■ **Page text**
-- Start --

1. A method for checking the authenticity of security documents, in particular banknotes, wherein authentic security documents comprise security features (41-49; 30; 10; 51, 52) printed, applied or otherwise provided on the security documents, which security features comprise characteristic visual features intrinsic to the processes used for producing the security documents,
   wherein the method comprises the steps of :

   - acquiring a sample image (c⁰) of at least one region of interest (R.o.I.) of the surface of a candidate document to be authenticated, which region of interest encompasses at least part of said security features ;

   - digitally processing said sample image (c⁰) by performing a decomposition of the sample image (c⁰) into at least one sub-space containing high resolution details ( ${\mathrm{d}}_1^1,$

   

   ${\mathrm{d}}_2^1,$

   

   ${\mathrm{d}}_3^1,$

   

   ...) of the sample image (c°) and extracting classifying features (σ², C, ...) from said sub-space ; and

   - deriving an authenticity rating of the candidate document based on the extracted classifying features (σ², C, ...).

-- End --

■ **Goal**
Restate the step in the patent claim that begins "acquiring a sample image" in one shorter sentence, keeping its main facts. Work only from the patent claim.

■ **Given material**
-- Start --

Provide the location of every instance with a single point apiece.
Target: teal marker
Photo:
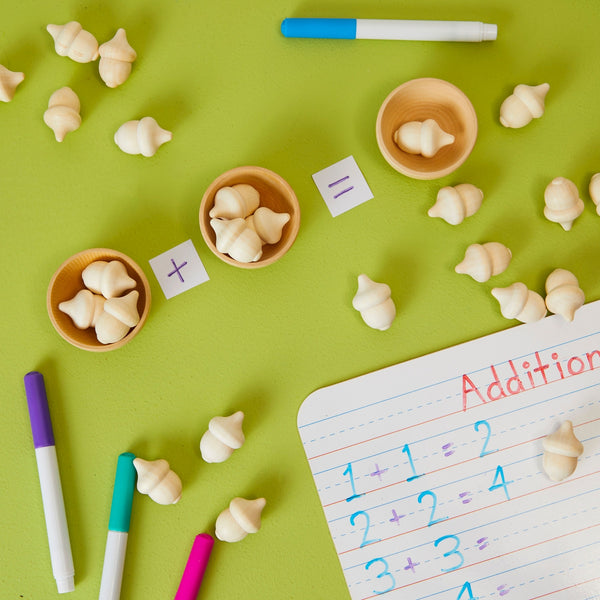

-- End --

■ **Solved exercise**
Take a sample image of at least one region of interest on the surface of the candidate document, with that region covering at least part of the security features.